Find "Could you mark the region of every instance of the dog's" in the records that follow; print that line and each subsequent line through the last one, verbatim and with nothing added.

◆ **Data for processing**
• • •

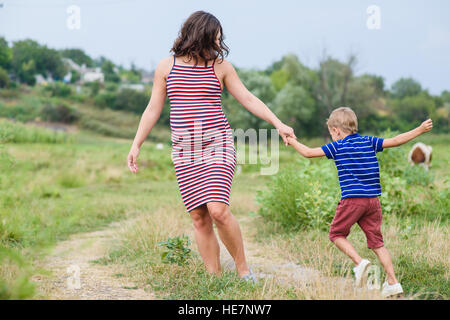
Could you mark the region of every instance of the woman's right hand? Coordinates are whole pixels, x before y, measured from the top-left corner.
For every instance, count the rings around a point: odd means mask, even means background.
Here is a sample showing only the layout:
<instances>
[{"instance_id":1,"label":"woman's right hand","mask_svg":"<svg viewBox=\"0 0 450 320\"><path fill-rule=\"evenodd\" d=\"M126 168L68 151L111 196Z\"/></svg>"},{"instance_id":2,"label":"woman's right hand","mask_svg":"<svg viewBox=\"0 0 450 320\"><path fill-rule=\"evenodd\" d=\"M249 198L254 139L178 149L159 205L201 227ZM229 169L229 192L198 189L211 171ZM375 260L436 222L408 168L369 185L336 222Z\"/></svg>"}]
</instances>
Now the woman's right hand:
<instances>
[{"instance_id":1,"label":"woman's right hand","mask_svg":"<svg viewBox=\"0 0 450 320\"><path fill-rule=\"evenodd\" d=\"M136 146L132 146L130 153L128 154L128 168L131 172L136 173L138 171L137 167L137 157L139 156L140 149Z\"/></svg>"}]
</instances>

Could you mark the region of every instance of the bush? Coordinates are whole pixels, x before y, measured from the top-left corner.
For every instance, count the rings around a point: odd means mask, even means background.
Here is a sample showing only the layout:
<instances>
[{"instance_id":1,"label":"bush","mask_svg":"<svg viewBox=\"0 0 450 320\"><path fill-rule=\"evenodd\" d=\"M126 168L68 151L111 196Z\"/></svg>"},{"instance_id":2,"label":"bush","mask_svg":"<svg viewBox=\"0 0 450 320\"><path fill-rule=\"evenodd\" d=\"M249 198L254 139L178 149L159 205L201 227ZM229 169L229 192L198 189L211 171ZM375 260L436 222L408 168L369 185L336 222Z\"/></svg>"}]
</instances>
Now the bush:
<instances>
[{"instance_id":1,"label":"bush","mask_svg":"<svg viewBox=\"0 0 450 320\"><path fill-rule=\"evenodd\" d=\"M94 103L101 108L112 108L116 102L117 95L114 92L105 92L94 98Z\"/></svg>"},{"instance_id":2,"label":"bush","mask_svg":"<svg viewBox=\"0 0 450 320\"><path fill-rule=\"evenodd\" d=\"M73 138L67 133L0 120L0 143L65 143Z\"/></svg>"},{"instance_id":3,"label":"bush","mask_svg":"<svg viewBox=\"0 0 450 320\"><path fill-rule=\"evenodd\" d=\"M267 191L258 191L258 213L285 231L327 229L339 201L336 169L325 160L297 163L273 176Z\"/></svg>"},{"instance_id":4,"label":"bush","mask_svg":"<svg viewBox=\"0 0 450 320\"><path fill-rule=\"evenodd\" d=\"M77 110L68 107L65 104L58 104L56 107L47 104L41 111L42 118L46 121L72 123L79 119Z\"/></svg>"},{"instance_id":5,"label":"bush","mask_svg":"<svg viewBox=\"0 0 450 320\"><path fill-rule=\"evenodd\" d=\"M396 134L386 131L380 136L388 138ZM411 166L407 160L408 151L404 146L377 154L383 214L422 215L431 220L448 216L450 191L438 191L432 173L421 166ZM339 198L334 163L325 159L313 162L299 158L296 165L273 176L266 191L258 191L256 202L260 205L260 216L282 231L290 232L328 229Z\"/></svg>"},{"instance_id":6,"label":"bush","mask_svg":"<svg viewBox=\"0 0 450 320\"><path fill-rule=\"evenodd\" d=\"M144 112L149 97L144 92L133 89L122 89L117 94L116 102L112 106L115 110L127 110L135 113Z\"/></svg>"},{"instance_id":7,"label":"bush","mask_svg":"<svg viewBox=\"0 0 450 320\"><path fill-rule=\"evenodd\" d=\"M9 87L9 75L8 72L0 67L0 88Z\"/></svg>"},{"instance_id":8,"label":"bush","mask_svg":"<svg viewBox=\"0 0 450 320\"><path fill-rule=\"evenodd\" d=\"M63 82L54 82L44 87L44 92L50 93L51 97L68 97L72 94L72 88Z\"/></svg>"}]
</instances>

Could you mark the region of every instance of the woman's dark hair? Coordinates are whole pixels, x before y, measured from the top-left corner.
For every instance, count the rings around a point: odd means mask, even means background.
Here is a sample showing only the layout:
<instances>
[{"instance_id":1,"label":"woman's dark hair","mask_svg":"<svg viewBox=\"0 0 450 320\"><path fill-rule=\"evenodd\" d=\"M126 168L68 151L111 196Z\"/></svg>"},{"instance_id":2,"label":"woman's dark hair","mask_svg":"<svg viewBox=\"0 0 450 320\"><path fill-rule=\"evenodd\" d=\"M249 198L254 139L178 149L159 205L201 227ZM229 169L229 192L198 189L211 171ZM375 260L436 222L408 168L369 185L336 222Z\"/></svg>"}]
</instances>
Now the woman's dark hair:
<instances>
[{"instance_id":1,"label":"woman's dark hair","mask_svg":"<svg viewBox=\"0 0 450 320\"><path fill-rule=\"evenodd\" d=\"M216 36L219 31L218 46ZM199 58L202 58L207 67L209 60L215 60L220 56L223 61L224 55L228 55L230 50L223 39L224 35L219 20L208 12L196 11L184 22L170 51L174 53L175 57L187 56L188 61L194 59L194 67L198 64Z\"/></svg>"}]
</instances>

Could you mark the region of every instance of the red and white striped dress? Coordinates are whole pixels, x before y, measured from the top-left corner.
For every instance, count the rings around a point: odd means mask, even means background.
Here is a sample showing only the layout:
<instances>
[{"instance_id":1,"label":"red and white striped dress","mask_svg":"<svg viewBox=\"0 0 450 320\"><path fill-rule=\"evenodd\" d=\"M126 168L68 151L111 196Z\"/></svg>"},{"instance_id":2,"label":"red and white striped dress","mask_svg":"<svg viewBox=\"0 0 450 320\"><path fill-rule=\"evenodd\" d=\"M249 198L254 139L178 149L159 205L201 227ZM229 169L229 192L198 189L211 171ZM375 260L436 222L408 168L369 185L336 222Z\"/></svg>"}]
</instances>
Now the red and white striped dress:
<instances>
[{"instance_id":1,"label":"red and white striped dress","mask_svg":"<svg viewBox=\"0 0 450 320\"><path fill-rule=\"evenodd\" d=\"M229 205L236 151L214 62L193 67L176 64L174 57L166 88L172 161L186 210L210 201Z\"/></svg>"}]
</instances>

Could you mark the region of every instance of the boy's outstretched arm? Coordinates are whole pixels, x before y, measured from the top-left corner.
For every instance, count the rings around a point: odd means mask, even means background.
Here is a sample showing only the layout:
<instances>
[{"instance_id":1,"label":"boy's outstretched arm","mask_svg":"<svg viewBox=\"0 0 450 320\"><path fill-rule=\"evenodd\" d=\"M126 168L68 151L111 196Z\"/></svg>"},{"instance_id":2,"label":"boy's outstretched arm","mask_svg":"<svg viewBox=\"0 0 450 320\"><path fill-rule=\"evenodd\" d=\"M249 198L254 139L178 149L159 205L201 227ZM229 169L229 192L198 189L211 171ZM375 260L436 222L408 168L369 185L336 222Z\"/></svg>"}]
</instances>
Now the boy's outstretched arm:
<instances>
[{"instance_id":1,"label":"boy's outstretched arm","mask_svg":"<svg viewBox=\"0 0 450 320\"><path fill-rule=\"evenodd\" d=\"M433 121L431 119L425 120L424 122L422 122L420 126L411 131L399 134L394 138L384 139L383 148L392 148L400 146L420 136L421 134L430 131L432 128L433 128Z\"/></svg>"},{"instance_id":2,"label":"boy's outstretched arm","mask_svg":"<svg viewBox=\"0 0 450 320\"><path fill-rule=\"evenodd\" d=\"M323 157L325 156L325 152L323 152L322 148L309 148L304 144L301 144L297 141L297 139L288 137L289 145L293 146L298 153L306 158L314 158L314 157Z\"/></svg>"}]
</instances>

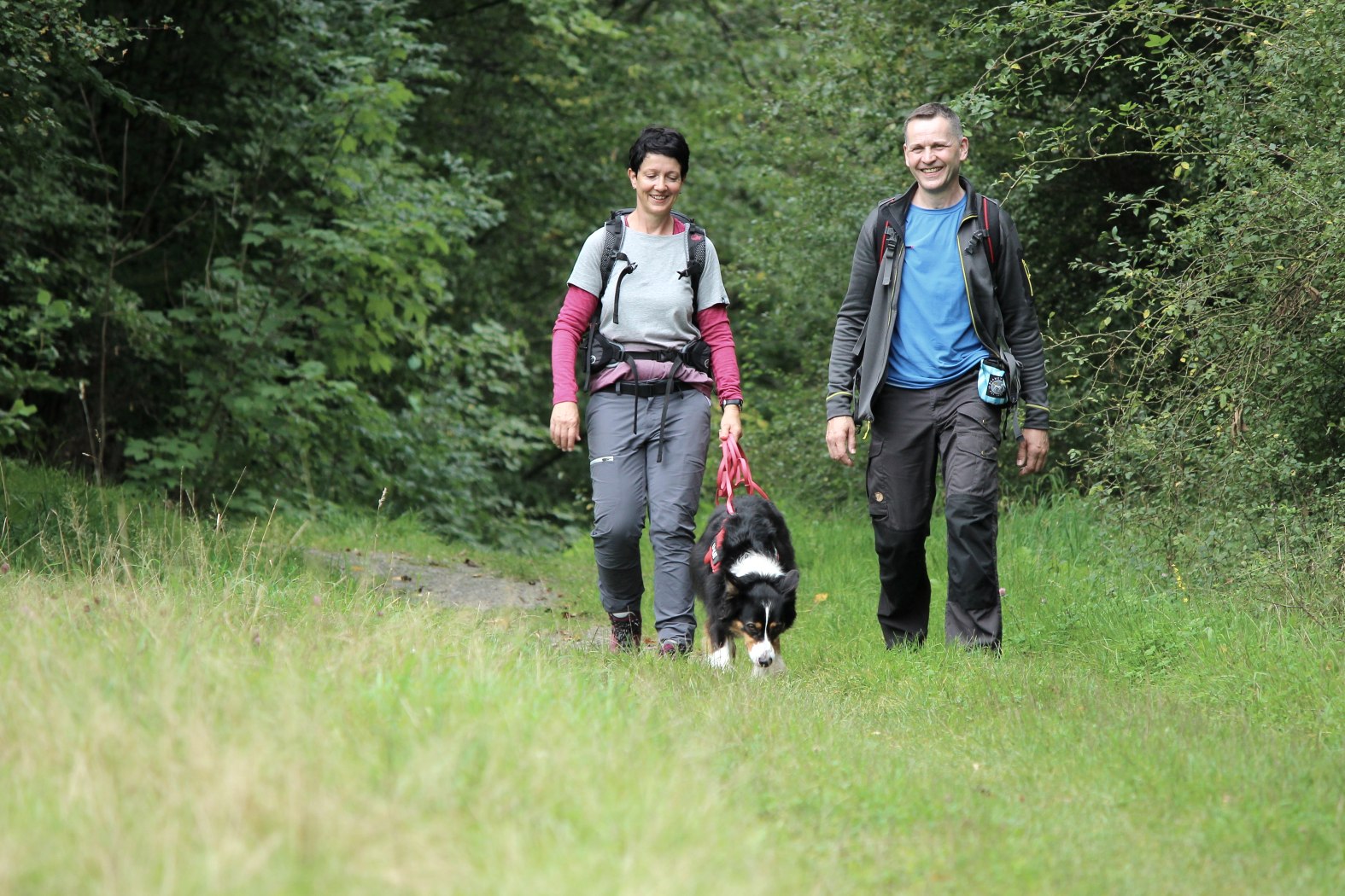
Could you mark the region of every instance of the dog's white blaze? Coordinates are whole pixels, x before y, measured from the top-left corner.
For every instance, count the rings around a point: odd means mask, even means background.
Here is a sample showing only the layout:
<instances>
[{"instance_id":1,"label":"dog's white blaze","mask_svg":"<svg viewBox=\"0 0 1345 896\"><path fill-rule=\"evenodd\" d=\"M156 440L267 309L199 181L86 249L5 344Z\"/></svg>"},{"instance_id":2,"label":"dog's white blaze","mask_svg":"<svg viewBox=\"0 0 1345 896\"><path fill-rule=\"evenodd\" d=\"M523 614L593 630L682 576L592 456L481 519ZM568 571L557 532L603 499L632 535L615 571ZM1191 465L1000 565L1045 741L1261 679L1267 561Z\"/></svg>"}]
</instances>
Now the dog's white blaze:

• • •

◆ **Solution for this exercise**
Could you mark the region of every instance of the dog's white blaze? Coordinates are whole pixels, x before y, measured from the top-left corner.
For every instance, count the rings around a point: odd means mask, even means background.
Here is a sample showing only the layout:
<instances>
[{"instance_id":1,"label":"dog's white blaze","mask_svg":"<svg viewBox=\"0 0 1345 896\"><path fill-rule=\"evenodd\" d=\"M156 440L267 309L199 181L86 249L5 344Z\"/></svg>"},{"instance_id":2,"label":"dog's white blaze","mask_svg":"<svg viewBox=\"0 0 1345 896\"><path fill-rule=\"evenodd\" d=\"M523 614L593 630L682 576L592 456L481 519ZM568 571L557 532L603 499L632 535L615 571ZM1191 465L1000 565L1045 741L1261 679L1267 561Z\"/></svg>"}]
</instances>
Now the dog's white blaze:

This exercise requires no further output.